- THE EXERCISE
Repeat each of the records below word for word, leaving nothing out and changing nothing.

- DATA SUPPLIED
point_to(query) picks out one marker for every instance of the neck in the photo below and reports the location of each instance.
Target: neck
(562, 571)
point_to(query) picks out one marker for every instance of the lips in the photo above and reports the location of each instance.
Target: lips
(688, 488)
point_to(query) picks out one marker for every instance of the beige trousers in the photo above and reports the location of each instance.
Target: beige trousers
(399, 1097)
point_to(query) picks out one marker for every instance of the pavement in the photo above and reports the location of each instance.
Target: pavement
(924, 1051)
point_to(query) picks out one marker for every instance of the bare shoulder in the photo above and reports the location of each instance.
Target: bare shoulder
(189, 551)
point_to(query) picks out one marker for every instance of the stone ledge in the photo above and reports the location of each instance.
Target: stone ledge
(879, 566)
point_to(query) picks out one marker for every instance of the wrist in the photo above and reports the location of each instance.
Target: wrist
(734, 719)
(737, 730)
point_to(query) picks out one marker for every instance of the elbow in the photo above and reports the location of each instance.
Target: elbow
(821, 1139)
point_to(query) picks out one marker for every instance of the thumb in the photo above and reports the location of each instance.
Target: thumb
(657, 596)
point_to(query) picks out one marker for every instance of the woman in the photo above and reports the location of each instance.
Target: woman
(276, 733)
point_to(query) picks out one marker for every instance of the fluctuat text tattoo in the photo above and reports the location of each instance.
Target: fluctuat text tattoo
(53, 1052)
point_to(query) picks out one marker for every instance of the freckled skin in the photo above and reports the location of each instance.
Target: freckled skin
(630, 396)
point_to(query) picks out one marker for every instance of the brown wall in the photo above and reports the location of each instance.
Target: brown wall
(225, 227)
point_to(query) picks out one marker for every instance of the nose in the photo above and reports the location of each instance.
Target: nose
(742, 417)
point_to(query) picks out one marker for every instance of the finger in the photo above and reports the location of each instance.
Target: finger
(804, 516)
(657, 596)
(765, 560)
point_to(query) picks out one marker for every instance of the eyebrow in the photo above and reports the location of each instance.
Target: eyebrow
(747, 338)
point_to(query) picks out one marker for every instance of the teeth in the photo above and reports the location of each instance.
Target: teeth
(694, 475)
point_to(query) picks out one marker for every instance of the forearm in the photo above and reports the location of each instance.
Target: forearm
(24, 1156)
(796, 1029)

- TASK RESPONSE
point_to(query) picks out one marker for every instance of the neck in the photo below and reports the location of each instance.
Target: neck
(562, 571)
point_to(query) picks out one marker for every instance of the lips in the photo above and reports the location of each instance.
Target: lips
(688, 488)
point_to(query) picks out one marker for every instance of the beige trousers in the photo above and reports the location of each instance.
Target: beige trousers
(399, 1097)
point_to(query) picks out one marker for every instance of the pavement in the photo above and reports the location of each instance.
Target: pavement
(924, 1051)
point_to(query) picks out one marker for every instance of the bare shoulder in the photo above and reports the location of each instance.
Target: bare shoulder
(189, 551)
point_to(query) picks out one marker for every instance of the stone ledge in the photo above and reports the location of each instance.
Target: stone ledge
(879, 566)
point_to(query) picks out one marker for every instance of the wrist in the photo above and reports the location of each instance.
Target: wrist
(734, 719)
(737, 730)
point_to(query) picks out one marker for every instance of the elbow in the photo above and reports the location of each instance.
Target: elbow
(821, 1139)
point_to(query) picks out one marker for every instance of the thumb in the photo above and reports the location of each instance.
Target: thumb
(657, 596)
point_to(query) picks out one marker for every instance of the woman in the photo above and reports the location of each instance.
Target: woman
(276, 733)
point_to(query) picks out one marker for every instance of the fluctuat text tattoo in the photo above and reports the location of each instance.
Target: fluctuat text tattoo
(53, 1052)
point_to(query) picks out one marker for every instance of the freckled skin in the photo above and reports the location of each instance.
Target: freckled skin
(630, 396)
point_to(query) picks out one marker for every instance of the brown wall in the photo above and reports the location of each instance.
Target: brown wall
(225, 227)
point_to(query) picks out one marker for every instance of the nose in the photo above and reports the location of each instance.
Target: nose
(742, 417)
point_to(query) picks out one marker for every instance of the finger in the photo above and reports the location of each instance.
Target: finger
(804, 516)
(657, 596)
(765, 560)
point_to(query) picks out one marker for every instance of the eyebrow in the photo above and reports the location of each instance.
Target: eyebrow
(747, 338)
point_to(query) picks out one marker for every instance of the teeth in the photo above and reports the location of each instance.
Target: teeth
(694, 475)
point_to(query) picks out one marker for every instance of the forearm in the photo above and reports the location of each instance.
Target: forearm
(24, 1156)
(796, 1029)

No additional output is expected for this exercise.